Text passage
· · · ·
LONDON, May 16 (Reuters) - Watford manager Nigel Pearson has warned that players lives could be in danger if the Premier League returns too soon during the COVID-19 pandemic.
“God forbid we have a fatality,” the Times newspaper quoted him as saying on Saturday. “People are closing their eyes to the threat.
“Yes, we would like to restart it but it’s got to be safe. We should be cautious. To ignore possibilities is foolhardy. It’s about safeguarding people’s health.”
Britain’s Culture and Sport secretary Oliver Dowden said on Thursday that the government was “opening the door” for football to return next month and complete the season in stadiums without spectators.
Players, clubs and the government are discussing safety measures needed for ‘Project Restart’ to happen with another meeting planned for Monday when medical protocols will be discussed.
Clubs could also resume some form of training that day, while Germany’s Bundesliga started playing again on Saturday.
Government figures published on Friday showed the number of people who have died in the United Kingdom after testing positive for the new coronavirus was 33,998 by 1600 GMT on Thursday.
“We have to try to believe advice that we’re being given that we’ve reached the peak but there’s still an incredible number of people losing their lives through this,” said Pearson.
“The death toll in the UK is anything between 33,000 and 38,000. That’s filling our stadium and then filling it half again. It’s a sobering thought.”
Watford are 17th in the league standings, one place above the relegation zone, but Pearson said he liked to think he would be asking the same questions wherever the club were.
His captain Troy Deeney has already said he would put his family’s health before football while goalkeeper Ben Foster has said it would be wrong for players to be tested before essential workers.
Britain’s statistics office said this month that black men are 4.2 times more likely to die from COVID-19-related causes than white males. About a third of Premier League players are from a Black, Asian and Minority Ethnic (BAME) background.
“Troy’s a very important player for us,” said Pearson. “He’s a human being. He’s got a relatively young family.
· · · ·
Actions to take
a - Decide whether each statement agrees with the article about Watford manager Nigel Pearson, answering yes or no and quoting the words from the article that decide it: (i) Oliver Dowden said the government was opening the door for football to return next month; (ii) Watford are currently in the relegation zone; (iii) Ben Foster said players should be tested before essential workers.
b - Answer these questions using the article about Watford manager Nigel Pearson:
(i) On what day did Germany's Bundesliga start playing again?
(ii) About what share of Premier League players are from a Black, Asian and Minority Ethnic background?
(iii) Who is Watford's captain?
Answer from the article alone, without outside knowledge.

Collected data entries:
· · · ·
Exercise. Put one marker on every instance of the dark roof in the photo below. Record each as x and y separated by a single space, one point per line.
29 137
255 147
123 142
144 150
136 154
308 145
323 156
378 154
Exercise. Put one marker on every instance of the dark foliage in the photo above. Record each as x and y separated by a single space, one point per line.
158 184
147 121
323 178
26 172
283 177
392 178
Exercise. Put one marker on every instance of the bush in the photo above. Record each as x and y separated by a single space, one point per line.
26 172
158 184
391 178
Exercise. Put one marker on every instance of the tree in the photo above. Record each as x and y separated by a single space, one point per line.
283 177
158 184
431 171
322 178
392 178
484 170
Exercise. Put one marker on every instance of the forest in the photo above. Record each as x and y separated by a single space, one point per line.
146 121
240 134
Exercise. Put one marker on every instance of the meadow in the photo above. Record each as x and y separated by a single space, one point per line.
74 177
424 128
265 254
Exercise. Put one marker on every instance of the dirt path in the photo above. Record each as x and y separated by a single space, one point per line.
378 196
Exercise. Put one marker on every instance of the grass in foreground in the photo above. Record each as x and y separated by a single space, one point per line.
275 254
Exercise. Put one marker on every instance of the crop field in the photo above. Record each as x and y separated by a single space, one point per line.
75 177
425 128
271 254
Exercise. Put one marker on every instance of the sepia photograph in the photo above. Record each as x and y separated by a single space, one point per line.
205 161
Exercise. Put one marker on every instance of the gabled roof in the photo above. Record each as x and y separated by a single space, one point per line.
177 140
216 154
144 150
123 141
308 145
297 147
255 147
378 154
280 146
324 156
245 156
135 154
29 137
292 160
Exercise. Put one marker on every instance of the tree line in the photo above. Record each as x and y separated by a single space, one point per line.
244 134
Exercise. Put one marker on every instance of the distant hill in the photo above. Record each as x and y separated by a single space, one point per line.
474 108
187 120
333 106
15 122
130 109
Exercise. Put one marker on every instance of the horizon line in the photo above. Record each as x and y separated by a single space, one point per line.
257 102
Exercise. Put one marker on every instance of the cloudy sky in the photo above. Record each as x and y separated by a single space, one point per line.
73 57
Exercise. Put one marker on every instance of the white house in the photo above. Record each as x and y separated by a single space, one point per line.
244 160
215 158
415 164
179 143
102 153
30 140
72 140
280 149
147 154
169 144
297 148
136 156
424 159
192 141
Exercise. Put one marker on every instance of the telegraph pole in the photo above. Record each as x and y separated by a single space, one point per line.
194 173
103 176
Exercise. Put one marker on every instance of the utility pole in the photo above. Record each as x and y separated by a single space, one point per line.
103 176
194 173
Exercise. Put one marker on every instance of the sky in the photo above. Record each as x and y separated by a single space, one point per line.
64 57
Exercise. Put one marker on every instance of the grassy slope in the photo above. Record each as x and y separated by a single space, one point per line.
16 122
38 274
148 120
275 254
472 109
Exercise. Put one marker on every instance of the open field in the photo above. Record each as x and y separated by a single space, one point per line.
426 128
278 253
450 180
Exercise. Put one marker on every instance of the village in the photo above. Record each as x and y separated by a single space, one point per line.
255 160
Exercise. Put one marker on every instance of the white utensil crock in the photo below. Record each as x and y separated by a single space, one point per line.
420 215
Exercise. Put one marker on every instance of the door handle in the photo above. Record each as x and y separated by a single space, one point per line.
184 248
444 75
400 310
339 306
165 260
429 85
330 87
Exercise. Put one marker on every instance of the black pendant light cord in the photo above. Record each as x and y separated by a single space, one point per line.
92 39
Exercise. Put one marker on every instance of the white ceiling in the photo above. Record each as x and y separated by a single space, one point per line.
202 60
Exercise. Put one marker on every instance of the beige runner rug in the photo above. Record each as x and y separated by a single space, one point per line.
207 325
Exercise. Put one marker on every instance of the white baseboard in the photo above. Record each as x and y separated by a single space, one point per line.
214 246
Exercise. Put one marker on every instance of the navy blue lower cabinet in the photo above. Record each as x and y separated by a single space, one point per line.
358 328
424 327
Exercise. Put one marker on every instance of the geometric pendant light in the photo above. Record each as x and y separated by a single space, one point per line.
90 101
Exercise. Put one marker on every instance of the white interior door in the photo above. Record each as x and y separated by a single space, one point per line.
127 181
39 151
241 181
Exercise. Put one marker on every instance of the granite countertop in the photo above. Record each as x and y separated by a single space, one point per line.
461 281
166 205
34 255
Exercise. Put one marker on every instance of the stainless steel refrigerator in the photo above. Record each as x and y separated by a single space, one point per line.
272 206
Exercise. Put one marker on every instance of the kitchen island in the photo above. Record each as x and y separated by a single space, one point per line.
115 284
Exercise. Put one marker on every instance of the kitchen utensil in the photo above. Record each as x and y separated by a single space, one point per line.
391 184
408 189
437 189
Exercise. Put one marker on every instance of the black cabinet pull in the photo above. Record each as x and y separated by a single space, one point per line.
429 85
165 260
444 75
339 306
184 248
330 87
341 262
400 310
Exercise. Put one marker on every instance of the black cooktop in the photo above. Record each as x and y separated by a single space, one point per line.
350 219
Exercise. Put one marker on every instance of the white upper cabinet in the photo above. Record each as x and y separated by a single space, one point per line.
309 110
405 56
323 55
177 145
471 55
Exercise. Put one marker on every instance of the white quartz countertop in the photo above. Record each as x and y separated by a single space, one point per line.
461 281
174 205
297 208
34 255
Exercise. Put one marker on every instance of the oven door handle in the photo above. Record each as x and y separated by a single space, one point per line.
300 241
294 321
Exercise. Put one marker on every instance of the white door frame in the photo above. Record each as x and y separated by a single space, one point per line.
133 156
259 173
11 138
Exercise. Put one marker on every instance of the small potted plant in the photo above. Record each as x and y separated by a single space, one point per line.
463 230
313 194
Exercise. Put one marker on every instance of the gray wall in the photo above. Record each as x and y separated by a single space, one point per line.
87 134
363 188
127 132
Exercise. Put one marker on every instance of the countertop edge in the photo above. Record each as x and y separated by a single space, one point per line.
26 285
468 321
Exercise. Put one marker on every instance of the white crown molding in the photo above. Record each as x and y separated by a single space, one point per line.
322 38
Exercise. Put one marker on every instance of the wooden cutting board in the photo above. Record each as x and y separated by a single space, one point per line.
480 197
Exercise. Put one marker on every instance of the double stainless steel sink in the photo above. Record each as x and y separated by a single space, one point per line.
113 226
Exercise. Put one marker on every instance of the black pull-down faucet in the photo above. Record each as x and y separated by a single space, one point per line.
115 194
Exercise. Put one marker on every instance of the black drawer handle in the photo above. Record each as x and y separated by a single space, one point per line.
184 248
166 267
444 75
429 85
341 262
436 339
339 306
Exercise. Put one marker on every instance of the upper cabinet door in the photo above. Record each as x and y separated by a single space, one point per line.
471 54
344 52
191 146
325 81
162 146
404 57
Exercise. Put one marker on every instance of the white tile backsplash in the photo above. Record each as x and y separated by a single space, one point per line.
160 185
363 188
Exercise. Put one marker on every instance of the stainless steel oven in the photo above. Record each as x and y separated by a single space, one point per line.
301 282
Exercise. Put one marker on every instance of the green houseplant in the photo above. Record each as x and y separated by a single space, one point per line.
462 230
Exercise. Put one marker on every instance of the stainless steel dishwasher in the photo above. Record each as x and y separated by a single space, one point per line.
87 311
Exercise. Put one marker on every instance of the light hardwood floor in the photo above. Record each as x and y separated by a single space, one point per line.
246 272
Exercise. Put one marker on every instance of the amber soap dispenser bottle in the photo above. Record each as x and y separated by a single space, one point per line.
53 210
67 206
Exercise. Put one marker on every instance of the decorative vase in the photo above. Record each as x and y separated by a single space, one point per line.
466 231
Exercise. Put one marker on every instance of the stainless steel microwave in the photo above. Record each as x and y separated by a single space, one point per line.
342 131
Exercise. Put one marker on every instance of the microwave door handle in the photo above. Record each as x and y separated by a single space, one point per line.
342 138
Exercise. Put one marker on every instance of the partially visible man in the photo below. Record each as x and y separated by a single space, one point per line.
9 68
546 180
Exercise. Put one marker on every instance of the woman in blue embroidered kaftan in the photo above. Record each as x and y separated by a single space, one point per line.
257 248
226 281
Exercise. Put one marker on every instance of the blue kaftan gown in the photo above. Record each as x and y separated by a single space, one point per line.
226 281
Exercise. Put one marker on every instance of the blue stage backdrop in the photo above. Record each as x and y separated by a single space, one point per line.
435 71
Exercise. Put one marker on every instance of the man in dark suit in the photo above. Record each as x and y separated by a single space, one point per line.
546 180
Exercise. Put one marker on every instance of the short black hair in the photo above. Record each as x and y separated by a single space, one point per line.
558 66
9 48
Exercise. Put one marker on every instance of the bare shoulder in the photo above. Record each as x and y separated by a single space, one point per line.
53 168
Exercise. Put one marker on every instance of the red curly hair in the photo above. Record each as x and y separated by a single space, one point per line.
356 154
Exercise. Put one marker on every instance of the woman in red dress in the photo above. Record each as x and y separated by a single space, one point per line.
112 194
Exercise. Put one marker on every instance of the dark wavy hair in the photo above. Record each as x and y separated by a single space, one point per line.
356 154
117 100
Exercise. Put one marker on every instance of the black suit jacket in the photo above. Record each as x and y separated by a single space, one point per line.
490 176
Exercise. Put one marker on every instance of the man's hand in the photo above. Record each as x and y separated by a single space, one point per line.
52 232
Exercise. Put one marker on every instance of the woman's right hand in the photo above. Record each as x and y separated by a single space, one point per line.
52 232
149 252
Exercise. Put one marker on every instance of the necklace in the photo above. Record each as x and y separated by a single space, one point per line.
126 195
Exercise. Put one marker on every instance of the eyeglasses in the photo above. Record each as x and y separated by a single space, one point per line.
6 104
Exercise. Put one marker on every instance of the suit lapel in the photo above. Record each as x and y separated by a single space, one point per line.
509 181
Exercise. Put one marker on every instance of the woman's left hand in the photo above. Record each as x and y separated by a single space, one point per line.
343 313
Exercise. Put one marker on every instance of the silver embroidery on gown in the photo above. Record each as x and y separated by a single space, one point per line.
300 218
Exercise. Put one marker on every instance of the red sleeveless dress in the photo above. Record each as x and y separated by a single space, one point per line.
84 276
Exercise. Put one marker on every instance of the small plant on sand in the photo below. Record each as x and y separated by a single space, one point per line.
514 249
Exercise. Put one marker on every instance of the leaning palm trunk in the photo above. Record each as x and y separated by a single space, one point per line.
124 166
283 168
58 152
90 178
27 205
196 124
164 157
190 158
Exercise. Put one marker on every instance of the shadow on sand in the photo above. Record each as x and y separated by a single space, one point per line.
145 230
· · · ·
Activity answers
a -
(i) Yes: "the government was “opening the door” for football to return next month"
(ii) No: "Watford are 17th in the league standings, one place above the relegation zone"
(iii) No: "it would be wrong for players to be tested before essential workers"

b -
(i) Saturday
(ii) About a third
(iii) Troy Deeney